Tasks to complete -
(A) Transcribe the portion of the passage on heat and ultrasound therapy starting at "In this investigation, ultrasound" and ending at "been scientifically validated.".
(B) Answer the following questions using the passage on heat and ultrasound therapy:
(i) How many rabbits were divided into groups in the research at Chung-Yuan Christian University?
(ii) How many studies, with how many subjects in total, met the University of Ottawa team's inclusion criteria in their rheumatoid-arthritis review?
(iii) What percentage of patients preferred heat therapy to no therapy at all?
(C) List every objective measure of rheumatoid-arthritis disease activity named in the passage on heat and ultrasound therapy.

In this investigation, ultrasound combined with ice-massage contrast was not statistically different from ice massage alone in terms of patient-rated knee-pain relief or improvement in quadriceps and hamstring strength. In other words, even though ultrasound is widely used for knee pain, such treatments have not been scientifically validated.
If you are a big fan of ultrasound and/or heat therapy, we do have some slightly better news for you at this point: there is positive evidence about ultrasound’s ability to promote the repair of fractured bones. For example, in very recent research carried out at the Institute of Biomedical Engineering at Chung-Yuan Christian University in Taiwan, scientists divided 45 adult New Zealand White rabbits with uniformly fractured fibulas into control, microwave-treated, and ultrasound-stimulation groups (8). After ultrasound stimulation, new bone formation at the fracture site was 23 to 36% faster, compared with the sham-treated bone; in addition, torsional stiffness of the ultrasound limb was up to 80% greater than the stiffness of the ultrasound-free bone. Meanwhile, the microwave-hyperthermia treatment was unable to produce statistically significant improvements in bone healing or strength. It would be nice to close on that positive note, but we feel compelled to offer you a few more hot items. As you are well aware, heat is a popular treatment for individuals suffering from arthritis, and rheumatoid-arthritis patients often report that heat palliates their symptoms and improves range of motion at troubled joints. Searching for a scientific basis for these beliefs, the University of Ottawa team completed yet another database exploration(9). Again, they were hampered by the poor quality of published research in this area, but they did find seven studies with 328 subjects which met their inclusion criteria. Their extensive review determined that there was no significant effect of hot- and ice-pack applications, cryotherapy, or faradic baths on objective measures of rheumatoid-arthritis disease activity, including joint swelling, pain, medication intake, range of motion, grip strength, or hand function. In addition, therapeutic ultrasound was found to be no better than the application of wax to battered joints, and there was no difference in patient preference for various types of thermotherapy. 94% of patients, however, preferred heat therapy to no therapy at all, and the researchers concluded that superficial moist heat and cryotherapy could be utilised by rheumatoid-arthritis victims to help them gloss over their symptoms. There was also some evidence that paraffin-wax baths, combined with exercises, might produce beneficial short-term effects in arthritic hands.

Data shown -
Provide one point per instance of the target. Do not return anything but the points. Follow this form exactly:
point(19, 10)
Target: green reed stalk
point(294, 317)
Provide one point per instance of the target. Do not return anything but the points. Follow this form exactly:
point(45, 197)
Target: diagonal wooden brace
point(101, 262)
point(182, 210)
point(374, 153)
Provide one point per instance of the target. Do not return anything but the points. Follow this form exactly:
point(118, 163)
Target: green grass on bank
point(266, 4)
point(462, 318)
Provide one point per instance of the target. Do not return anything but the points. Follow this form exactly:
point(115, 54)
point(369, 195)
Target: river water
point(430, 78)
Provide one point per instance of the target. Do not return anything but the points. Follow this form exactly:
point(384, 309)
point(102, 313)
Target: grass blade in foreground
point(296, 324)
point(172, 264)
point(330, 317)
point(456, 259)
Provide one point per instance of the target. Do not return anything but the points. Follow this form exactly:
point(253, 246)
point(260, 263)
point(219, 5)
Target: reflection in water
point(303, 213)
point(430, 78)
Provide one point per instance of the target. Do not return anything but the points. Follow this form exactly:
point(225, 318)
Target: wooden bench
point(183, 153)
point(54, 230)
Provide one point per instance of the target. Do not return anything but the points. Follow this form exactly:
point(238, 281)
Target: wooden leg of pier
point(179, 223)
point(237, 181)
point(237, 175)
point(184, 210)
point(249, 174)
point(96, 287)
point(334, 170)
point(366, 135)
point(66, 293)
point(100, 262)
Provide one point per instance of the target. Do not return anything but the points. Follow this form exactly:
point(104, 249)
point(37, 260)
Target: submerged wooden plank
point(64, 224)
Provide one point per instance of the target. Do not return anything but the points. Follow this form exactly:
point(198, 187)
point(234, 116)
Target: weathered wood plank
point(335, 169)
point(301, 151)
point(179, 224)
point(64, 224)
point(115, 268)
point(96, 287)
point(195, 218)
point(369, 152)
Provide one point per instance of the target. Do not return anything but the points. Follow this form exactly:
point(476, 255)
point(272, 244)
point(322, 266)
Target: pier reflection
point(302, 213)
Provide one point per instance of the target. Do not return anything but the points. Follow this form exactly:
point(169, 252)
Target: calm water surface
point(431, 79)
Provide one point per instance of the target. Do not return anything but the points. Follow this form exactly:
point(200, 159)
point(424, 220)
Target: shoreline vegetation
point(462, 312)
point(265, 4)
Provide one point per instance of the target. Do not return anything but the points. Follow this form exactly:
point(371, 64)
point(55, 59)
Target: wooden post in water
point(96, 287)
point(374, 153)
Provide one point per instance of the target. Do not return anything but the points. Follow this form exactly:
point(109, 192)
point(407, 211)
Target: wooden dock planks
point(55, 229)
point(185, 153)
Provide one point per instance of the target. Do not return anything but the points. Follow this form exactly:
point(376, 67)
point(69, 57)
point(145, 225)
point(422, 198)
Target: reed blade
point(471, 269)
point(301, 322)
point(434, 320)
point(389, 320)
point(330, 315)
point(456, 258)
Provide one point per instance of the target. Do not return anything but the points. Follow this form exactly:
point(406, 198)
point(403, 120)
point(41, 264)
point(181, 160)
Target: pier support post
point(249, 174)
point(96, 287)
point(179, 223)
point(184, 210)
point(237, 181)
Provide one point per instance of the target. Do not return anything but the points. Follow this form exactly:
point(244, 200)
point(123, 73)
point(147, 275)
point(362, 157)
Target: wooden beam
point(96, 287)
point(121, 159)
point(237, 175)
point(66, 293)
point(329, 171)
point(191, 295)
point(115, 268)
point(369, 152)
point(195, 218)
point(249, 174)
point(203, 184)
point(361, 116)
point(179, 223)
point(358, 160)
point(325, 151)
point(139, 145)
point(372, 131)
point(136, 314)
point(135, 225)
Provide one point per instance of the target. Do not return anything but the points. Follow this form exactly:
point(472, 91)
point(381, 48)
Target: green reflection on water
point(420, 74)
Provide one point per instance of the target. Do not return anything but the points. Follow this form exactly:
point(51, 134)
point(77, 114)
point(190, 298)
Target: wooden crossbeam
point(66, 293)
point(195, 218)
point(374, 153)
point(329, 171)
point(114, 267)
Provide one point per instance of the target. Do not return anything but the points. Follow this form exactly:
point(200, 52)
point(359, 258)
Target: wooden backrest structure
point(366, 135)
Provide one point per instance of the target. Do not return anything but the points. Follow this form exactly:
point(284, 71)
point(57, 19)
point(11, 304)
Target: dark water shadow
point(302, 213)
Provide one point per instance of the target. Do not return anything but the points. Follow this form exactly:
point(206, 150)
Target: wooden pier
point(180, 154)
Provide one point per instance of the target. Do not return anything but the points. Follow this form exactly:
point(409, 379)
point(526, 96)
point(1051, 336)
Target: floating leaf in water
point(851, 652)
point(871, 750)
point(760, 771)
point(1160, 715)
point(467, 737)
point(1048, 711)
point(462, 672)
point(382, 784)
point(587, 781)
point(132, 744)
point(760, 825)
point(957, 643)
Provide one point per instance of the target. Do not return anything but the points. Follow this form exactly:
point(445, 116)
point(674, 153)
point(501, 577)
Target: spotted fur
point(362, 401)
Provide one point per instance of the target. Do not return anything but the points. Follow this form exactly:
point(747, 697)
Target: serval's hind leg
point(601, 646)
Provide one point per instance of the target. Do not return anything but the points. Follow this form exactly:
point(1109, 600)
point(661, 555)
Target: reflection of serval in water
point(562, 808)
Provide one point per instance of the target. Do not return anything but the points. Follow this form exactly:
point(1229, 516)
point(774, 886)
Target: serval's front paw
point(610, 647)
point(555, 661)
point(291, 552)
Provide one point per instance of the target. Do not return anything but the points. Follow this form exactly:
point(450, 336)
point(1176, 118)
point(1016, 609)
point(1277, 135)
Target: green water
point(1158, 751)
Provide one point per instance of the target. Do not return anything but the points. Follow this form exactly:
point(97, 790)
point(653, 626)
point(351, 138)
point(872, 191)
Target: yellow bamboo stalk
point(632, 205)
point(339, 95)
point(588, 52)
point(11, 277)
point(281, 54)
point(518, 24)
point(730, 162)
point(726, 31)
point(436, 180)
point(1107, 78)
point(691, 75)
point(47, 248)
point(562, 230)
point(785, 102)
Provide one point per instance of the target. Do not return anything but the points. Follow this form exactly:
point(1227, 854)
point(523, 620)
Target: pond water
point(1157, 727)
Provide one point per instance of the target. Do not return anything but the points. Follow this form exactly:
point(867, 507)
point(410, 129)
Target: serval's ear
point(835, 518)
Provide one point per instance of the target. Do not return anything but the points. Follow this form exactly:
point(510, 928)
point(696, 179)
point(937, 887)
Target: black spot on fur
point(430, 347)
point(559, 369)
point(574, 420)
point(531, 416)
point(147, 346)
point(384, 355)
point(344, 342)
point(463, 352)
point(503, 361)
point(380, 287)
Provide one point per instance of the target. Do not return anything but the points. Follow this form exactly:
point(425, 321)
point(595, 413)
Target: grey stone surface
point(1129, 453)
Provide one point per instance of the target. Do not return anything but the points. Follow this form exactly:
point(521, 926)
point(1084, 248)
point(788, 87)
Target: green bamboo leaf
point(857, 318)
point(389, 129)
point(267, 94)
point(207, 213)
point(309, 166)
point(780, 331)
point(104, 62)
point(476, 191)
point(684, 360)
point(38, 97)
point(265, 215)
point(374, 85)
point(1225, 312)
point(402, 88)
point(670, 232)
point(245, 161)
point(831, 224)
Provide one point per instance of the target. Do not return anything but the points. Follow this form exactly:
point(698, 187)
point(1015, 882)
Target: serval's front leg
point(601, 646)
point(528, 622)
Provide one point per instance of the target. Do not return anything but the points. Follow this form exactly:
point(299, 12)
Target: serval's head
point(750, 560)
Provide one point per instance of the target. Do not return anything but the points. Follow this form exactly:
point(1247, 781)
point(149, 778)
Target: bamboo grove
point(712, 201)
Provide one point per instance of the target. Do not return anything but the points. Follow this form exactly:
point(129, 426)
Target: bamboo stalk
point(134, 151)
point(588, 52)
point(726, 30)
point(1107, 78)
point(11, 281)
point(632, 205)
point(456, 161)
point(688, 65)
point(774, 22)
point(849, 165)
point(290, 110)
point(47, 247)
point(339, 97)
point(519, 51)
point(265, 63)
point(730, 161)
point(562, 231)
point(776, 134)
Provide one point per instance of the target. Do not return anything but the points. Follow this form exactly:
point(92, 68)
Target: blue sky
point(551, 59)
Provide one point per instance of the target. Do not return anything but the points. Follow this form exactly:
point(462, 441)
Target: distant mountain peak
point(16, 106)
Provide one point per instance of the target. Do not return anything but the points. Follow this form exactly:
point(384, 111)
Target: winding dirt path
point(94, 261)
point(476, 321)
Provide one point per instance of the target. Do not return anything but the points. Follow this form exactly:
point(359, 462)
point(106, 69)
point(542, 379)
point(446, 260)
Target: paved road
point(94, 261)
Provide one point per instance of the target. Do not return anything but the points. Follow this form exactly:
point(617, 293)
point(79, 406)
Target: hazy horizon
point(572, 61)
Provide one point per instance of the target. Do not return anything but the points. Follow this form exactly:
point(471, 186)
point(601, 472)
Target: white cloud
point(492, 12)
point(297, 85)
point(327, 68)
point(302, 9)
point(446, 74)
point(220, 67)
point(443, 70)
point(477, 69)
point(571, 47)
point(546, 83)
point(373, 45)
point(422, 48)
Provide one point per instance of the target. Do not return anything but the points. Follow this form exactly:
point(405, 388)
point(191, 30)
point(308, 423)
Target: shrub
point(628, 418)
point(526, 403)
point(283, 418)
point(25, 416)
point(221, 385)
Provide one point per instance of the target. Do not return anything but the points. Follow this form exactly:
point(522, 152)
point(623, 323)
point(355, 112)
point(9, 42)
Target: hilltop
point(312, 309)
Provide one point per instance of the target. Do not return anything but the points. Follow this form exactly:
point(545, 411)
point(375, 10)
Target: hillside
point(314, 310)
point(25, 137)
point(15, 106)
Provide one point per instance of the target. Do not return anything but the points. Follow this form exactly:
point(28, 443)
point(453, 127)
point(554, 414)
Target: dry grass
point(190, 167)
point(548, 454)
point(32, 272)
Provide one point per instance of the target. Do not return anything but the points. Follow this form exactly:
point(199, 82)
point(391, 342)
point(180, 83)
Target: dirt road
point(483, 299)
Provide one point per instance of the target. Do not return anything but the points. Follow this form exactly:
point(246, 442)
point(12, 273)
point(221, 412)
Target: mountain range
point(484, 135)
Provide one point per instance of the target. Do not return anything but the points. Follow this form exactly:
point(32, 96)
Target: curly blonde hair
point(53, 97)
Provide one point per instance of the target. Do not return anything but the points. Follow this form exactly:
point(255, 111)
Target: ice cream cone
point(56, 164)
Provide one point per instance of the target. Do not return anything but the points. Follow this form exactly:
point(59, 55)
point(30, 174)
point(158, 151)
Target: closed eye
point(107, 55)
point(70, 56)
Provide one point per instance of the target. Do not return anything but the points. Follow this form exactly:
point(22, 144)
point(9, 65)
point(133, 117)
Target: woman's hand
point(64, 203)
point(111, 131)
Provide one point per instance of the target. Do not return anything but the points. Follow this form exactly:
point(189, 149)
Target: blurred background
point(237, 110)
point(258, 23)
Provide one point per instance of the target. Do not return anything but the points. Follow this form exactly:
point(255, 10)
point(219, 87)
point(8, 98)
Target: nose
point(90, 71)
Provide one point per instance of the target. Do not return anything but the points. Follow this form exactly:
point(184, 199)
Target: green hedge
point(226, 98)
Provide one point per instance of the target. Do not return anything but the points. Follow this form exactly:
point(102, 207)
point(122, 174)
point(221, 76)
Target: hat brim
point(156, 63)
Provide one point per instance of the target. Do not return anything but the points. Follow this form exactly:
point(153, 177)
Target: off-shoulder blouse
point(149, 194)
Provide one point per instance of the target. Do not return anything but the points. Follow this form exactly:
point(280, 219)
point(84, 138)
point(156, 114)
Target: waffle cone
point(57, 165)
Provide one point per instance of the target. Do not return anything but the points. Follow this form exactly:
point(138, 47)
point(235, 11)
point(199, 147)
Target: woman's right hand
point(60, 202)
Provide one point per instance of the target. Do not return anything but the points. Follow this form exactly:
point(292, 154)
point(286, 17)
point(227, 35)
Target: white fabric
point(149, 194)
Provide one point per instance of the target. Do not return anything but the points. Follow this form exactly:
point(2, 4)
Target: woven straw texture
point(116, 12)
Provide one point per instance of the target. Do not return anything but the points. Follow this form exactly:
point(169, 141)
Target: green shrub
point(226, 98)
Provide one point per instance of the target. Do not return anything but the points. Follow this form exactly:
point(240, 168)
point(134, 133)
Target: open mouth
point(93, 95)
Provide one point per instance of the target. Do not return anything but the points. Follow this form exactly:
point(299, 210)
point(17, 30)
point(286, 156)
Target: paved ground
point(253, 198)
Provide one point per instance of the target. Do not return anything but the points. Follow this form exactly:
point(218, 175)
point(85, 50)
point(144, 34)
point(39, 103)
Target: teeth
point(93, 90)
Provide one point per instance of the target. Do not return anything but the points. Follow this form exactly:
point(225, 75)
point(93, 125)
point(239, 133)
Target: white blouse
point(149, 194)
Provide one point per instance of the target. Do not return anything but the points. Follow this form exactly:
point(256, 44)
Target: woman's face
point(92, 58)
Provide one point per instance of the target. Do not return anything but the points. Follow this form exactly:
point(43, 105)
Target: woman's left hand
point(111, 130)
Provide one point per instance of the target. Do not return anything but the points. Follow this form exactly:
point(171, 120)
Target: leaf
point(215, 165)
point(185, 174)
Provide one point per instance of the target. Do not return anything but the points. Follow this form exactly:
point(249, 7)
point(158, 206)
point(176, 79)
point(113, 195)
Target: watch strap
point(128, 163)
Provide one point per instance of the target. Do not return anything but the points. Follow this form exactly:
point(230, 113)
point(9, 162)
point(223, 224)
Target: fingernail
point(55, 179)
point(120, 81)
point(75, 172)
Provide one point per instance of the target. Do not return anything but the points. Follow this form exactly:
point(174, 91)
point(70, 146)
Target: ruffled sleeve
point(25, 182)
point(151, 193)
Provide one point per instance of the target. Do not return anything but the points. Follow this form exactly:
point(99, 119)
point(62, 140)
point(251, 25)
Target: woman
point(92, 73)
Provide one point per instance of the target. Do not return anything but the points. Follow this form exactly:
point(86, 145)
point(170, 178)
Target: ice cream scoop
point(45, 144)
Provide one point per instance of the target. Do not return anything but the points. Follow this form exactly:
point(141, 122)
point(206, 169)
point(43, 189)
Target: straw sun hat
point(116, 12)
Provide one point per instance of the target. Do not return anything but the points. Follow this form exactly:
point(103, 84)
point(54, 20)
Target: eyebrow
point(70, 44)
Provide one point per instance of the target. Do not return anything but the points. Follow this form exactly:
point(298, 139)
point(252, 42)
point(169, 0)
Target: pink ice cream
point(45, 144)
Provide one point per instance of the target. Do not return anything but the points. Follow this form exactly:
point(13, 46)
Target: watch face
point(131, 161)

Solutions for each task -
(A)
In this investigation, ultrasound combined with ice-massage contrast was not statistically different from ice massage alone in terms of patient-rated knee-pain relief or improvement in quadriceps and hamstring strength. In other words, even though ultrasound is widely used for knee pain, such treatments have not been scientifically validated.

(B)
(i) 45 adult New Zealand White rabbits.
(ii) Seven studies with 328 subjects.
(iii) 94%.

(C)
joint swelling
pain
medication intake
range of motion
grip strength
hand function